EXERCISE DATA:
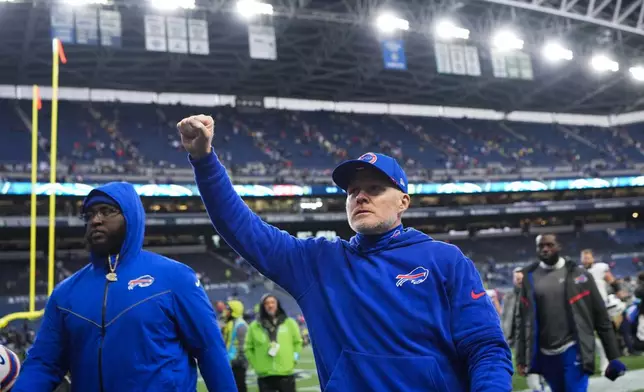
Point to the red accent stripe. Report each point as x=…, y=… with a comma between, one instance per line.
x=579, y=296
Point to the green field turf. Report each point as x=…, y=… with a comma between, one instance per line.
x=308, y=380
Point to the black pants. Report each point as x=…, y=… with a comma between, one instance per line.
x=240, y=377
x=276, y=384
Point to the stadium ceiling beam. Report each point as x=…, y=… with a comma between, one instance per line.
x=596, y=12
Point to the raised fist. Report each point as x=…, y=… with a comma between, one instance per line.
x=196, y=135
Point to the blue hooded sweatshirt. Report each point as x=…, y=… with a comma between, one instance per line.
x=145, y=332
x=396, y=312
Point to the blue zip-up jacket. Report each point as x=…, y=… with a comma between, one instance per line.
x=140, y=333
x=400, y=312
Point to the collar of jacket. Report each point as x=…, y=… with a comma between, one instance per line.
x=568, y=264
x=367, y=243
x=558, y=265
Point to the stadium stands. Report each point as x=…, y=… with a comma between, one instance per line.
x=274, y=140
x=495, y=258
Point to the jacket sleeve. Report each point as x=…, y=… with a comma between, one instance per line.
x=240, y=357
x=602, y=322
x=249, y=345
x=297, y=337
x=199, y=331
x=476, y=330
x=276, y=254
x=48, y=359
x=520, y=312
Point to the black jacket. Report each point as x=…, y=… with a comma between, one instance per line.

TASK PROMPT: Set down only the line containing "Point to the jacket" and the lines after it through the end, exactly as they appear above.

WRITTEN REPLY:
Point to the jacket sleeve. Report each point as x=…, y=… with a comma between, one instance per line.
x=240, y=357
x=602, y=322
x=249, y=345
x=297, y=337
x=199, y=331
x=476, y=330
x=276, y=254
x=48, y=359
x=520, y=312
Point to the black jacket. Report each point as x=…, y=… with a comma between, one instance per line.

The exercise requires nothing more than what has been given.